▸ Passage to read:
----

Better late than never?

You know how it is: you start a new blog, intend to keep something of it going and then circumstances change and it all goes a bit awry. Well, that happened.  Here’s a brief summary of life over the past 8 months.

Firstly, I didn’t do anywhere near enough work in Semester 1, and the blog was not the only thing to suffer.  I’m catching up but this week, having been Freshers’ Week, I’m nowhere near target either, so procrastinating here probably isn’t helping greatly.

Secondly, it all kicked off at work: we had a sudden closedown of the trial I work on. That meant having to fit 2yrs worth of work into practically 3 months. My study work didn’t suffer much but everything else did.

Finally, there has been a lot of things to do with organising and administering RPGSoc and related outfits to be done.

Of course, that wasn’t the half of it: what else has been going on?

----

▸ Entries provided:
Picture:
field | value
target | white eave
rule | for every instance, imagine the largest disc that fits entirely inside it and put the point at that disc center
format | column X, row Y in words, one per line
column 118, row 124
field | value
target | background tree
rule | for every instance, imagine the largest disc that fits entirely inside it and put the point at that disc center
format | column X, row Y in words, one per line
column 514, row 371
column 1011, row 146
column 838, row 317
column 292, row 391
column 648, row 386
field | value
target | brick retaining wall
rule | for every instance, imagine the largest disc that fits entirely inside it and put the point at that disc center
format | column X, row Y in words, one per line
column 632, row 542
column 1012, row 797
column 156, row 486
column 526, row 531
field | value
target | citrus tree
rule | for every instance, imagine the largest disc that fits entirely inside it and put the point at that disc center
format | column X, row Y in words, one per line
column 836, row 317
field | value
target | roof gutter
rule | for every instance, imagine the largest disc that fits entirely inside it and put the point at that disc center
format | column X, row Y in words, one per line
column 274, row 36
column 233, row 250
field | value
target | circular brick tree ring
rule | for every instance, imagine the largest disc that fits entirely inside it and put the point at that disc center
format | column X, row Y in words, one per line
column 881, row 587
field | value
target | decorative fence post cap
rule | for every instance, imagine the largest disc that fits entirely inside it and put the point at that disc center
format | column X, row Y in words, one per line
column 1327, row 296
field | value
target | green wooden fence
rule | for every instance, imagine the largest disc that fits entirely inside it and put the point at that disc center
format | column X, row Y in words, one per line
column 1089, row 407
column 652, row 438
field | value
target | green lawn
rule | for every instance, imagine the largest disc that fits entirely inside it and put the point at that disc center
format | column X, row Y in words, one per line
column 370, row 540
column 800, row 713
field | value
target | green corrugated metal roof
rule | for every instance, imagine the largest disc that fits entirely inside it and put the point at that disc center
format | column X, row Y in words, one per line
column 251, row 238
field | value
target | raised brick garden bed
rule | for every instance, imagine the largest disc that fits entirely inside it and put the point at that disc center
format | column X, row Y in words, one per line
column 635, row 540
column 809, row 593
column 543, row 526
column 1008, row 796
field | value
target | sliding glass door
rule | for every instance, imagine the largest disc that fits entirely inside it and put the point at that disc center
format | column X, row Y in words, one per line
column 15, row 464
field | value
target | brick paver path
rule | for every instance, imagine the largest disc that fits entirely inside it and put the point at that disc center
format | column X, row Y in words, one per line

----

▸ What this exercise asks:
- A) Answer these questions using the blog post:
(i) How many months does the summary of life cover?
(ii) How much work had to be fit into practically 3 months?
(iii) What group needed organizing and administering?
- B) Rewrite the part of the blog post starting with "Better late than never?" and going on through "outfits to be done.", replacing "trial" with "study".
- C) Extend the blog post about the past 8 months, carrying on after its final sentence.
The data has no connection to the blog post.

▸ Answer set:
- A)
(i) 8 months
(ii) 2 years' worth of work
(iii) RPGSoc

- B)
Better late than never?

You know how it is: you start a new blog, intend to keep something of it going and then circumstances change and it all goes a bit awry. Well, that happened.  Here’s a brief summary of life over the past 8 months.

Firstly, I didn’t do anywhere near enough work in Semester 1, and the blog was not the only thing to suffer.  I’m catching up but this week, having been Freshers’ Week, I’m nowhere near target either, so procrastinating here probably isn’t helping greatly.

Secondly, it all kicked off at work: we had a sudden closedown of the study I work on. That meant having to fit 2yrs worth of work into practically 3 months. My study work didn’t suffer much but everything else did.

Finally, there has been a lot of things to do with organising and administering RPGSoc and related outfits to be done.

- C)
RPGSoc won the National Student Roleplaying and Wargaming Championships in Manchester: I’m the current Champion of D&D 5th Edition and Large Model Painting.  I have been playing 5th Edition on Thursday nights still: our gaming group has changed with the change of storyline, and it’s not as good anymore (the group slightly, the storyline mostly), but it’s still brilliant 😀

I’ve been to no airshows since the loss from the air of Vulcan XH558, but I did go to both Bruntingthorpe Cold War Jets open days with my friend from Essex who’s recently moved to the area and I also went to Newark Air Museum’s Fleet & Foreign Open Cockpits thing (although only for the Foreign-y bit), as well as City of Norwich Aviation Museum while I was visiting Emilie and the East Midlands Airport Aeropark with my Mum.  I also visited the Avro Heritage Museum last December with Matt.  So that’s four new Vulcans on the ‘visited’ list 🙂

We went abroad to Austria for the first time in ages and I remembered how much I miss Graz.  Some friends moved back to Nottingham and it’s like the family came home.

My Masters has really kicked off: I’ve been to loads of conferences as a participant so I’ve travelled well!  I’ve also met lots of very interesting and lovely people.  My supervisor thinks my work is very good (it has been described as ‘excellent’!) so it can’t all be that bad.

Let’s not leave it another eight months, eh?  Well, I’ll try my best.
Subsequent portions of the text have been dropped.